Objetivo indicado A: Por favor, reescreva o trecho do texto sobre os 60 anos da Comunidade Europeia que começa em "Pode dizer-se que" e termina em "é necessário evitar.", substituindo "geração" por "época".
Objetivo indicado B:
Diga se cada afirmação abaixo concorda com o texto sobre os 60 anos da Comunidade Europeia. Responda sim ou não e cite as palavras do texto que decidem cada caso.
(i) O tratado da comunidade europeia do carvão e do aço foi assinado em Roma.
(ii) Portugal aderiu à CEE em 1985.
(iii) O euro entrou em circulação em 1 de janeiro de 2002.

Texto para leitura:
-------------------------

03/04/17

O quente e o frio: 60 anos de Comunidade Europeia


Pode dizer-se que a construção da Europa tem o tempo de vida da minha geração. É, por isso, importante reflectir sobre o  seu percurso e os percalços que é necessário evitar. 
Em 1951, nasceu a comunidade europeia do carvão e do aço (tratado assinado em Paris);
em 1957, nasceu a comunidade económica europeia, com o tratado de Roma;
em 1985, Portugal aderiu a CEE;
em 1 de Janeiro de 2002, entrou em circulação o euro (Tratado de Maastricht).
A comunidade europeia foi-se construindo, entre entusiastas, cépticos e críticos. A construção desta comunidade foi fundamental para os países que a ela decidiram aderir mas era, e é, igualmente importante ouvir os críticos e ponderar novos projectos e novos avanços. Quando o pêndulo quase caía para o federalismo, provavelmente, já há muito se devia ter tido mais cuidado com algumas pressas e alguns apressados.

-------------------------

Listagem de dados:
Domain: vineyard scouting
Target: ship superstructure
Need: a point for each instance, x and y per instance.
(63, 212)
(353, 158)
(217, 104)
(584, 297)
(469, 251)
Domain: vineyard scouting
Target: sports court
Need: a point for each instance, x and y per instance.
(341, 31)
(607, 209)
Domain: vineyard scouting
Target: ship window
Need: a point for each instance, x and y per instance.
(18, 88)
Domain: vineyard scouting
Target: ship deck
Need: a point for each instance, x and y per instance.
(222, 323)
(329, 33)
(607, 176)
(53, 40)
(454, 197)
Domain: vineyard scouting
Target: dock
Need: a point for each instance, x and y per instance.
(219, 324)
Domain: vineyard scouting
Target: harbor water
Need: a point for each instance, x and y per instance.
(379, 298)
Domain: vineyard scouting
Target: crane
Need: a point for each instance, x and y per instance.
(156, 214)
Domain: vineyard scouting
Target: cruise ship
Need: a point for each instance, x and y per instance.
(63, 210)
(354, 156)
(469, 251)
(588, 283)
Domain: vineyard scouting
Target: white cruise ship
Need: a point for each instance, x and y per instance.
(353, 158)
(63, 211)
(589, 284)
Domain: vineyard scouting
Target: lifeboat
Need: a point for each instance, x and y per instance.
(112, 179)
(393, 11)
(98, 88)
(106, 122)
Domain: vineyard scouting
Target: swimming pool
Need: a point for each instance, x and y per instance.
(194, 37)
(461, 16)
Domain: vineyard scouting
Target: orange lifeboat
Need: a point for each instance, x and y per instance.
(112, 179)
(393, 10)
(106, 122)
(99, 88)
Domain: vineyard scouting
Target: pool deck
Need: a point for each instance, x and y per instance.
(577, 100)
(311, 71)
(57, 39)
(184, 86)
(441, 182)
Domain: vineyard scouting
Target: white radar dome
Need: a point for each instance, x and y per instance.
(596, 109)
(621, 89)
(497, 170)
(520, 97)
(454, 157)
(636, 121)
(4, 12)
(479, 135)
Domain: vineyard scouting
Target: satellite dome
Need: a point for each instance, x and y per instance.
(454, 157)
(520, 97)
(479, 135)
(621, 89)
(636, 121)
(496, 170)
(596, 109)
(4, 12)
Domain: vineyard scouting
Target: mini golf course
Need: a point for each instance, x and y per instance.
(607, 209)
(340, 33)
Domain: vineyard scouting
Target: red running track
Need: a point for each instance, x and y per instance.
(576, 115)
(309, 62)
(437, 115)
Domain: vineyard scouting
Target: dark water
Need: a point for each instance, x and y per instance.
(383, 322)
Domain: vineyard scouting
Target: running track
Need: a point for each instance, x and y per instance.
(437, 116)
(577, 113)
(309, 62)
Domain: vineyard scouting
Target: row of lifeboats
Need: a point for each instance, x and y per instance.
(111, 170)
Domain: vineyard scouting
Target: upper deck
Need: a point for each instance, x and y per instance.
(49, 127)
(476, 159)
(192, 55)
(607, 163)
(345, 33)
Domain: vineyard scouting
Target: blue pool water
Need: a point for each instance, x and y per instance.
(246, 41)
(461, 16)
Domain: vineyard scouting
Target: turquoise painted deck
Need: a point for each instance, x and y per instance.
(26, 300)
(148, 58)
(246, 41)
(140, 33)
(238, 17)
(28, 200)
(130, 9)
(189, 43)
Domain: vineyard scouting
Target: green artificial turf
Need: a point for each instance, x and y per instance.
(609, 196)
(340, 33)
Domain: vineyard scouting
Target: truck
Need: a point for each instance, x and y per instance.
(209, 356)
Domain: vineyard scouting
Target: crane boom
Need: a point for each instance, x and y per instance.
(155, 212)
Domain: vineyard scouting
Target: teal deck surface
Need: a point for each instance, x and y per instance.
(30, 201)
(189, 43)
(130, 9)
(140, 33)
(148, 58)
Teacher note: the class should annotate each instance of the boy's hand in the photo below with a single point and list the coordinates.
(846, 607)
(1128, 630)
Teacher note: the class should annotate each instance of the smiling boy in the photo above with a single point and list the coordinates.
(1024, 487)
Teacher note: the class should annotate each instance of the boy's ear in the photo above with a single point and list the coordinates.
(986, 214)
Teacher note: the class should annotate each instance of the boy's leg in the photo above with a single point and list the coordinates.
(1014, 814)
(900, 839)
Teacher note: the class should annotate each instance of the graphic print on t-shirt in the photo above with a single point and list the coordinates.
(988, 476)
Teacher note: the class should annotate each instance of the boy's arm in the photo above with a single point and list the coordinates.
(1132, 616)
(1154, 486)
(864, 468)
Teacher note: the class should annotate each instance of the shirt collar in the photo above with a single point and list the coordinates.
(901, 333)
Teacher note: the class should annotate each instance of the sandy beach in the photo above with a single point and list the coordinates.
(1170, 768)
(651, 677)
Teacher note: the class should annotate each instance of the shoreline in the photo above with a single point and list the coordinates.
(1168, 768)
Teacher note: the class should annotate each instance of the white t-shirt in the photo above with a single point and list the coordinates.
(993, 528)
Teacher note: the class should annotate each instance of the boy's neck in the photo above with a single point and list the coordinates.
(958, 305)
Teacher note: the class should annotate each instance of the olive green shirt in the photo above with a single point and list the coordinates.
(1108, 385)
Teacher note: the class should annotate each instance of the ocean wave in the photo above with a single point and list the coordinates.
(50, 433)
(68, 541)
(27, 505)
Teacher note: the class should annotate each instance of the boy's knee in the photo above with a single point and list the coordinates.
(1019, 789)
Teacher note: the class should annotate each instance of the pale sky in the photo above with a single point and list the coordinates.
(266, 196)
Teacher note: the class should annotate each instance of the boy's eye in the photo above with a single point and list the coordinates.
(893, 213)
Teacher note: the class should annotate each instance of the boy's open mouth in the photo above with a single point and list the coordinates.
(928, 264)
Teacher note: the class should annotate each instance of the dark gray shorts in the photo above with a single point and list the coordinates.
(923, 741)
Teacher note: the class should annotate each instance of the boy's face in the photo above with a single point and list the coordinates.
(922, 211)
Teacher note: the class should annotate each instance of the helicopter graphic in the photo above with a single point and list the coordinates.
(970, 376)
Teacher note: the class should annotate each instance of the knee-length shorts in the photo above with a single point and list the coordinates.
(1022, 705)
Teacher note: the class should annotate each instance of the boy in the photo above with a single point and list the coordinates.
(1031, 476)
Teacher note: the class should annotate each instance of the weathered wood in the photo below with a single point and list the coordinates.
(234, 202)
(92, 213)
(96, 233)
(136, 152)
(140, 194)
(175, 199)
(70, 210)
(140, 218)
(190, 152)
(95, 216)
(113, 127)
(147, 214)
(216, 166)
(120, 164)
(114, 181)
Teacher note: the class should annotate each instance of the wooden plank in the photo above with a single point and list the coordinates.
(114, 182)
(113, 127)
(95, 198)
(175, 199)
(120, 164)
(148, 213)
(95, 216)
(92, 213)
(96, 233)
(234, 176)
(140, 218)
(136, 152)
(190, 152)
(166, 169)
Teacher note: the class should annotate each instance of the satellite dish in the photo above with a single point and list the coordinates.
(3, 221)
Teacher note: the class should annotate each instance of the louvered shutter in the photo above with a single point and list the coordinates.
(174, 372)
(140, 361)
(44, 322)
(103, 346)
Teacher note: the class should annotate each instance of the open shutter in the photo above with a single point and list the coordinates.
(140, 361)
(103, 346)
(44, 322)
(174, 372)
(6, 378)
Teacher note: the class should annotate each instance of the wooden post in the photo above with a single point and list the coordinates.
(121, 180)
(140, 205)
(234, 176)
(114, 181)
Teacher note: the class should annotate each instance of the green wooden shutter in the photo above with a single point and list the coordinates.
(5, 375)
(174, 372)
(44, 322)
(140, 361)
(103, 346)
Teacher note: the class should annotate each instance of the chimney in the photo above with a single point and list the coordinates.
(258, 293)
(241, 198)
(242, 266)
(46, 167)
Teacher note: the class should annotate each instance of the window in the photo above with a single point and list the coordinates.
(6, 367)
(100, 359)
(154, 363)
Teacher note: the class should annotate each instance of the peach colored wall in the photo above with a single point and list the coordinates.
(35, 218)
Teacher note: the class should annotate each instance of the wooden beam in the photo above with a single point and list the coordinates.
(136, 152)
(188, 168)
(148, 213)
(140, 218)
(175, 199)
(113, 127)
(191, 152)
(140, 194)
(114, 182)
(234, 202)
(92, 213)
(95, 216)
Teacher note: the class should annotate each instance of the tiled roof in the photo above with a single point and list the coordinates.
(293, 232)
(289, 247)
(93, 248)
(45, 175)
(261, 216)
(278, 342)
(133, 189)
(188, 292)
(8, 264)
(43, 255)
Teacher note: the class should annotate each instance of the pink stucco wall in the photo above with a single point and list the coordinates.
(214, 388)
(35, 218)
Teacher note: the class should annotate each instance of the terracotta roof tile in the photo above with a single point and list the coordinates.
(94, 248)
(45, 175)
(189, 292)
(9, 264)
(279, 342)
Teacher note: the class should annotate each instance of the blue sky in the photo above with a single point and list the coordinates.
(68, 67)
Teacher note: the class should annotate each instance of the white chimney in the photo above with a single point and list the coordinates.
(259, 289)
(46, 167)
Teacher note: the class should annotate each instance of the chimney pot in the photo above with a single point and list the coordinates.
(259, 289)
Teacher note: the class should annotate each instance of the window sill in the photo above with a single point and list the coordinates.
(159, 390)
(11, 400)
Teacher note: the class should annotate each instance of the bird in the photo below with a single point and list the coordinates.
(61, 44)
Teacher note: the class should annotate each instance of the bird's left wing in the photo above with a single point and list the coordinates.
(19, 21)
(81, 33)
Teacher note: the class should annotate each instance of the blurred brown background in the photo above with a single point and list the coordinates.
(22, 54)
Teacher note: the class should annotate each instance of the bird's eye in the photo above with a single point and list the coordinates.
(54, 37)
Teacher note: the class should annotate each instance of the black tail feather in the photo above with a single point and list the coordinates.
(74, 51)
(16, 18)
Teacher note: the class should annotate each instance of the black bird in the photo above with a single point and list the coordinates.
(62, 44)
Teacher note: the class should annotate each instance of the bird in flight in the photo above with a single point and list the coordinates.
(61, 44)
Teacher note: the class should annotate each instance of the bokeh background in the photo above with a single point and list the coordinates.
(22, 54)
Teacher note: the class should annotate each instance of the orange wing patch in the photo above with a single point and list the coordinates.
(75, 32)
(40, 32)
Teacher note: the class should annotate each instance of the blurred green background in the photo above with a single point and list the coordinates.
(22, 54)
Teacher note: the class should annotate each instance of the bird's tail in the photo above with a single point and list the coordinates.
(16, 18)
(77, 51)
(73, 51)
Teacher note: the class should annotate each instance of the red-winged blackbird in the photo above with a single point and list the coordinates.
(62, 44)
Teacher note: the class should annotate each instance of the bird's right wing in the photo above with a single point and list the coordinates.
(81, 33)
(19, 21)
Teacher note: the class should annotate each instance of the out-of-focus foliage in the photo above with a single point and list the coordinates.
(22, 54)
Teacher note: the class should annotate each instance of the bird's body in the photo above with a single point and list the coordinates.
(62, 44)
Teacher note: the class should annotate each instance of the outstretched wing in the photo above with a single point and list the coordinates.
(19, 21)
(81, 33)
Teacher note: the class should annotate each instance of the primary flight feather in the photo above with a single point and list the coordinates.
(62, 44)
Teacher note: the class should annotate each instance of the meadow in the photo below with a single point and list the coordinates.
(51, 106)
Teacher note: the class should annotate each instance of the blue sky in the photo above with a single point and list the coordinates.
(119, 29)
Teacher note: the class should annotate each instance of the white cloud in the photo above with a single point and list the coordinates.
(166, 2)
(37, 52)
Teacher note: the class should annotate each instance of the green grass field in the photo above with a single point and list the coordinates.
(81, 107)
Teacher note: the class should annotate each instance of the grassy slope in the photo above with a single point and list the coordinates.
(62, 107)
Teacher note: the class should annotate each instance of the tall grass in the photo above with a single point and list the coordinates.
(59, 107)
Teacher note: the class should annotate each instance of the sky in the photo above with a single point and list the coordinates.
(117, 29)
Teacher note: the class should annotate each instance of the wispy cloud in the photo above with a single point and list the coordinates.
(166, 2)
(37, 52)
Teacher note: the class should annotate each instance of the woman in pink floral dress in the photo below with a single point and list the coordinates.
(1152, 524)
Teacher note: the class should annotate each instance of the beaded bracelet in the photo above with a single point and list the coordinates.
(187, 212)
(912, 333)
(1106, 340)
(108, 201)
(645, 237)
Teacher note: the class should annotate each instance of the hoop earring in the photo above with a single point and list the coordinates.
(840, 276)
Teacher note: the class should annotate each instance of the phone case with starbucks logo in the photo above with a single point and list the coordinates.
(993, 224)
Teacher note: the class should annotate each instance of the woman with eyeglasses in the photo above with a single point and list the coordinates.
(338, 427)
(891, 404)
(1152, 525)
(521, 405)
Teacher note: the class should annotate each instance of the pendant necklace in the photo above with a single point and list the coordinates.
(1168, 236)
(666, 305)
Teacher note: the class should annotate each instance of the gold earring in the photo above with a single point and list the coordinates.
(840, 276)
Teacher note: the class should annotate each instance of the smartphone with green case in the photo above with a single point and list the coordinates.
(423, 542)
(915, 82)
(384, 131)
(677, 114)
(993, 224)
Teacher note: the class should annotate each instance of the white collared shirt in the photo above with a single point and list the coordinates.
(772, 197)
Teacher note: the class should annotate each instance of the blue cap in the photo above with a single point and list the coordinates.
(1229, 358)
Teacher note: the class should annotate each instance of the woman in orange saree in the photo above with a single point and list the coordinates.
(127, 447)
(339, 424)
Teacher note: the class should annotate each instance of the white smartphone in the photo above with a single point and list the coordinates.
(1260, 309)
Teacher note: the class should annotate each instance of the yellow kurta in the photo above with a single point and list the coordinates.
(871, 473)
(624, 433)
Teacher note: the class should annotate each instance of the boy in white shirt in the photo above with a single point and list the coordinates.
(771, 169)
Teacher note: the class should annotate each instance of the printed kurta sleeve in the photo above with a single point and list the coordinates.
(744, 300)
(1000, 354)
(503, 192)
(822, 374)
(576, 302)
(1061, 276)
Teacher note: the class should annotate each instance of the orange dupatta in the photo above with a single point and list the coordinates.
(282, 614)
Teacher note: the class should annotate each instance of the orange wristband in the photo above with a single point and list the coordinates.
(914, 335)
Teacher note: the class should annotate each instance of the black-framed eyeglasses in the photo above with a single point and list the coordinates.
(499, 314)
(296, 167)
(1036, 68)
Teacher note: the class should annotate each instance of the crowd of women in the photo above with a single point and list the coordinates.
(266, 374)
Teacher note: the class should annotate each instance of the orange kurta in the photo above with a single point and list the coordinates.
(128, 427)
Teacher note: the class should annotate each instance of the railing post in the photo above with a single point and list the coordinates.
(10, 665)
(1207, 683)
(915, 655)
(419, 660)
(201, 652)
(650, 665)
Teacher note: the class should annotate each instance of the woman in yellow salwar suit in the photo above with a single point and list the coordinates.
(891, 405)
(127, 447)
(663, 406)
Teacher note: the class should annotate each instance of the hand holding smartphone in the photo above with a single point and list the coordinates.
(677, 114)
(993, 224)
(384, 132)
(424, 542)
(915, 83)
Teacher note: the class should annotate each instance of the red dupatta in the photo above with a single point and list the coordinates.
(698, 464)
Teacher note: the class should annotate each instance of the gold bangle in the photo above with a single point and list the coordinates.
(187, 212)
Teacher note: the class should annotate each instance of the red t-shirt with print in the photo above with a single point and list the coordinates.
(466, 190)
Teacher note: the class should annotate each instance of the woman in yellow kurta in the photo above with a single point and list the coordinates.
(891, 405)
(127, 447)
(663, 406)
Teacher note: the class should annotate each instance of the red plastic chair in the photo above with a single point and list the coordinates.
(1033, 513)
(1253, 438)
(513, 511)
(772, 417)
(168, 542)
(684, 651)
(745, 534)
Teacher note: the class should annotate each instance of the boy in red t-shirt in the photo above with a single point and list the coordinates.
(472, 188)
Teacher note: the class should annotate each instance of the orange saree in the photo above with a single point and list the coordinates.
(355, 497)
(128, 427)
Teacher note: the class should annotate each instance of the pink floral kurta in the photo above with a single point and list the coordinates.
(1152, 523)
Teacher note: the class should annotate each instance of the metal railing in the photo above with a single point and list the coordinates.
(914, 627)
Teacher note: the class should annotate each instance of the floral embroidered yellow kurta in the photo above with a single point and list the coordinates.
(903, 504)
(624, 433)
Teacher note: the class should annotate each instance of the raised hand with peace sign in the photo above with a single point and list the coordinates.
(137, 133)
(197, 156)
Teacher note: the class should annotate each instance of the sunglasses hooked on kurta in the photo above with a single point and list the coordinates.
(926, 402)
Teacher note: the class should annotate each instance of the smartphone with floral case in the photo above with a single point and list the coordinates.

-------------------------

Resposta do exercício A:
Pode dizer-se que a construção da Europa tem o tempo de vida da minha época. É, por isso, importante reflectir sobre o  seu percurso e os percalços que é necessário evitar.

Resposta do exercício B:
(i) Não: "(tratado assinado em Paris)".
(ii) Sim: "em 1985, Portugal aderiu a CEE".
(iii) Sim: "em 1 de Janeiro de 2002, entrou em circulação o euro".